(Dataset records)
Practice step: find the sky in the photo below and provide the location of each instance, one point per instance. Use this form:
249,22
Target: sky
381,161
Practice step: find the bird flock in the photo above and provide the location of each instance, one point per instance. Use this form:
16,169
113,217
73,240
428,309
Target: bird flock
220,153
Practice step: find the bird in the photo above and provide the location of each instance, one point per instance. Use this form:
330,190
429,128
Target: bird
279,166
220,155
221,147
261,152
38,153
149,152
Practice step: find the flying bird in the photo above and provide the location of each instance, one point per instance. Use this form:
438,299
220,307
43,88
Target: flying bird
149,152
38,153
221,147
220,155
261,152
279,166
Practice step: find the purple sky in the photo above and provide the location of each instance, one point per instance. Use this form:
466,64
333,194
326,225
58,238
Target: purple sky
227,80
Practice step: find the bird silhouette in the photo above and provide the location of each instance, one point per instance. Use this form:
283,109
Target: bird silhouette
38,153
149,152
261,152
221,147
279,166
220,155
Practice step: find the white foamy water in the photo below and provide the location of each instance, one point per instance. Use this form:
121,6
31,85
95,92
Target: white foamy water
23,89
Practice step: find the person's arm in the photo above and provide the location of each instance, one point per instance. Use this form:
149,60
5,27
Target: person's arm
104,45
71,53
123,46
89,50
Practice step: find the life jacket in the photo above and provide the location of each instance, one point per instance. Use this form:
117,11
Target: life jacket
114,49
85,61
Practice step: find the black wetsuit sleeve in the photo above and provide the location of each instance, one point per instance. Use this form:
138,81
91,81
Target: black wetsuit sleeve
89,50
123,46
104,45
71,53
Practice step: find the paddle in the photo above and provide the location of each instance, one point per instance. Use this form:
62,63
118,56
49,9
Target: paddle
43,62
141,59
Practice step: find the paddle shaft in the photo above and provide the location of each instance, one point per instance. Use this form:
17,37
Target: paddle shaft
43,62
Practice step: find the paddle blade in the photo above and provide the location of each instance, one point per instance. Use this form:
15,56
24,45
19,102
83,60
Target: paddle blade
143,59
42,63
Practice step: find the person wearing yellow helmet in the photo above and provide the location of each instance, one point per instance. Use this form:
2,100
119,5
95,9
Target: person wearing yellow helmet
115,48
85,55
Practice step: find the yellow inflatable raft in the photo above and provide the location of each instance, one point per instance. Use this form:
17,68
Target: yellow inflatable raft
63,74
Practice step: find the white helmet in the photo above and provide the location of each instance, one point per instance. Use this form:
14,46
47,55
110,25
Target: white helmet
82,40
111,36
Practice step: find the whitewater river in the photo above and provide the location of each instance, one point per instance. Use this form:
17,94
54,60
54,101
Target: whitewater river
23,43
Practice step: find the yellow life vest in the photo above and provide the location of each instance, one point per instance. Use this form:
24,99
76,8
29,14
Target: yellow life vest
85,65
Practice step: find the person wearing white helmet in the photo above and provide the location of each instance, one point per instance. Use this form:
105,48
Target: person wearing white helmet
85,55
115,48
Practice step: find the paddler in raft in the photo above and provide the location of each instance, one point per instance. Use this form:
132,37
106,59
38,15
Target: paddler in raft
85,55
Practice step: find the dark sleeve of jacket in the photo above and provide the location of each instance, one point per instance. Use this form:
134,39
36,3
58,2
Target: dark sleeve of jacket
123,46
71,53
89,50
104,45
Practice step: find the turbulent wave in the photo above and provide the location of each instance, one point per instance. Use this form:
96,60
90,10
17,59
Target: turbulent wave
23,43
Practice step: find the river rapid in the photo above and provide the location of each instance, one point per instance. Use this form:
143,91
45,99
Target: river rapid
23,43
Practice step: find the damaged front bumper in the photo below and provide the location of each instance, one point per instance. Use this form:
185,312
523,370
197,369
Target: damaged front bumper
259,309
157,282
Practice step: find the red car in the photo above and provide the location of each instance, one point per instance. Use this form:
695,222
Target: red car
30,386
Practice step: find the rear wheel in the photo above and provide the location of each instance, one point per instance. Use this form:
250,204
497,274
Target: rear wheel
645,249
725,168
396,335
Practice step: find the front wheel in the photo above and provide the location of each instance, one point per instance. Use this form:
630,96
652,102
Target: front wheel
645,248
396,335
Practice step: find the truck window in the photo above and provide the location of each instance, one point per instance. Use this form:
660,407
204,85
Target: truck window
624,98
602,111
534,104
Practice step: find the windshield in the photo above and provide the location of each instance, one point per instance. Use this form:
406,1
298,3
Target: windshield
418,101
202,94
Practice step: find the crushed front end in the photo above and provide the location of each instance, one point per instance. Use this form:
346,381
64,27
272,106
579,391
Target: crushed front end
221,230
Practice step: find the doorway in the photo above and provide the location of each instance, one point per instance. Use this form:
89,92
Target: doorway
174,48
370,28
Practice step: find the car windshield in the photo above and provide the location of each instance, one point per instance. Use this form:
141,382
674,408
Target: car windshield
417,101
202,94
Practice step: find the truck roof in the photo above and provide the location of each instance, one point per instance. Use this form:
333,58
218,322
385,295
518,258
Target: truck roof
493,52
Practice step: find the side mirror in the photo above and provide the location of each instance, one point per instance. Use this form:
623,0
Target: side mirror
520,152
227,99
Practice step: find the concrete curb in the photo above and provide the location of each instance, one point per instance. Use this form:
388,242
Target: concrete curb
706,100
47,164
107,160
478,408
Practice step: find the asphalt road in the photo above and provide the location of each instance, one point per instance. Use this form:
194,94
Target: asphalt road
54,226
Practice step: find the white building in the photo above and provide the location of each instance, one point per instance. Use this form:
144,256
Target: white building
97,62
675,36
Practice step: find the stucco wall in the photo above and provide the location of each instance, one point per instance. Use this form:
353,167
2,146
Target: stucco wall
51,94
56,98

(Assignment)
Could you restate all of the lines above without altering a single word?

(Solution to the problem)
Practice step: find the sky in the photo below and provide the location of each instance, one point per instance. Use this form:
249,22
Target: sky
381,161
Practice step: find the bird flock in the photo above and provide the location of each instance, one point per instance. Use this form:
16,169
113,217
73,240
428,309
Target: bird flock
220,153
Practice step: find the bird in the photo above and provide the location of each instance, one point per instance. Use this form:
330,190
429,128
Target: bird
279,166
220,155
221,147
261,152
38,153
149,152
Practice step: find the flying bird in the photo above and provide the location of each instance, one point per instance. Use this form:
438,299
220,307
43,88
Target: flying bird
149,152
38,153
221,147
220,155
261,152
279,166
Practice step: find the purple sky in the photo above and provide the location of each instance, one point per instance. Use this form:
466,64
333,194
326,225
58,238
Target: purple sky
227,80
Practice step: find the bird silhouette in the photo above and provide the location of each instance, one point per instance. Use this form:
283,109
Target: bird silhouette
38,153
149,152
261,152
221,147
279,166
220,155
Practice step: find the white foamy water in the photo below and provide the location of each instance, one point per instance. Use this form:
121,6
31,85
95,92
Target: white foamy water
23,89
Practice step: find the person's arm in the photo above and provide the location of each instance, one point per instance. Use this form:
149,60
5,27
Target: person's arm
104,45
71,53
123,46
89,50
Practice step: find the life jacket in the photo above and provide the location of each instance, one point per instance. Use this form:
117,11
Target: life jacket
114,49
85,61
Practice step: find the black wetsuit sleeve in the photo above and provide the location of each instance, one point per instance. Use this form:
138,81
91,81
Target: black wetsuit sleeve
89,50
123,46
104,45
71,53
Practice step: find the paddle in the photo above and provide the location of each instance, one point per instance. Use this form:
62,63
118,56
49,9
Target: paddle
43,62
141,59
Practice step: find the paddle shaft in the photo above and provide the location of each instance, one point per instance. Use this form:
17,37
Target: paddle shaft
43,62
Practice step: find the paddle blade in the photo above and provide the location of each instance, one point per instance. Use this form:
15,56
24,45
19,102
83,60
Target: paddle blade
143,59
42,63
Practice step: find the person wearing yellow helmet in the photo above and provide the location of each instance, one point per instance. Use this form:
2,100
119,5
95,9
Target: person wearing yellow helmet
115,48
85,55
Practice step: find the yellow inflatable raft in the photo above and provide the location of each instance, one point per instance. Use this form:
17,68
Target: yellow inflatable raft
63,74
Practice step: find the white helmet in the photo above and provide the location of each instance, one point per instance. Use this form:
14,46
47,55
110,25
Target: white helmet
82,40
111,36
Practice step: find the whitewater river in the photo above and provide the location of each instance, one point per instance. Use this form:
17,94
54,60
54,101
Target: whitewater river
23,43
Practice step: find the yellow life vest in the photo above and provide the location of each instance, one point per instance. Use this form:
24,99
76,8
29,14
Target: yellow life vest
85,65
Practice step: find the person wearing white helmet in the photo above and provide the location of each instance, one point per instance. Use this form:
105,48
Target: person wearing white helmet
85,55
115,48
Practice step: find the paddler in raft in the photo above and provide the location of each instance, one point per instance. Use this form:
132,37
106,59
38,15
Target: paddler in raft
85,55
Practice step: find the dark sleeve of jacket in the photo above and provide the location of each instance, one point per instance. Use this form:
134,39
36,3
58,2
Target: dark sleeve of jacket
123,46
71,53
89,50
104,45
Practice step: find the turbulent wave in the photo above and provide the location of each instance, one point per instance. Use this form:
96,60
90,10
17,59
Target: turbulent wave
23,43
Practice step: find the river rapid in the photo above and provide the location of each instance, one point per instance. Use this form:
143,91
45,99
Target: river rapid
23,43
Practice step: find the damaged front bumper in the photo below and provide the location of each instance, one point per instance. Use this form:
185,312
523,370
197,369
Target: damaged front bumper
259,309
157,282
Practice step: find the red car in the photo above and provide the location of each instance, one point per instance. Use this form:
695,222
Target: red car
30,386
Practice step: find the rear wheel in the photo above and provide the location of each instance, one point per instance. Use this form:
250,204
497,274
Target: rear wheel
645,249
725,168
396,335
Practice step: find the front wheel in the photo above and provide the location of each instance, one point per instance. Use this form:
630,96
652,102
Target: front wheel
645,248
396,335
Practice step: find the truck window in the photo above and provide the location of each instance, one point per instance. Use this form:
660,407
204,85
Target: truck window
624,98
602,111
534,104
Practice step: find the windshield in the photo above and provide the location of each instance, one point per instance. Use this form:
406,1
298,3
Target: windshield
418,101
202,94
Practice step: find the crushed front end in the photo above and provide the location of each instance, one point per instance. Use this form:
346,381
64,27
272,106
579,391
Target: crushed front end
221,230
Practice step: find the doorway in the photo above and provide the location of each instance, one point per instance. Use this form:
89,92
Target: doorway
174,48
370,28
Practice step: find the car windshield in the photo above and provide the location of each instance, one point per instance. Use this form:
141,382
674,408
Target: car windshield
417,101
202,94
Practice step: find the truck roof in the photo above and provide the location of each instance, one point per instance. Use this form:
333,58
218,322
385,295
518,258
Target: truck roof
493,52
Practice step: find the side mirror in the photo above and provide the location of each instance, one point per instance. Use this form:
623,0
Target: side mirror
520,152
227,99
Practice step: find the concrete curb in the photo above and provide the location of each instance, one point per instance. Use this form:
388,242
Target: concrete curb
706,100
47,164
107,160
478,408
Practice step: find the asphalt road in the photo above and provide the location of each instance, one point per instance. Use this form:
194,94
Target: asphalt road
54,226
Practice step: find the white building in the photo above and provide the location of each instance, one point per instance. Use this form:
144,256
Target: white building
97,62
675,36
Practice step: find the stucco wall in the photo above and provide the location of each instance, one point per instance. Use this form:
353,167
2,146
Target: stucco wall
51,94
56,98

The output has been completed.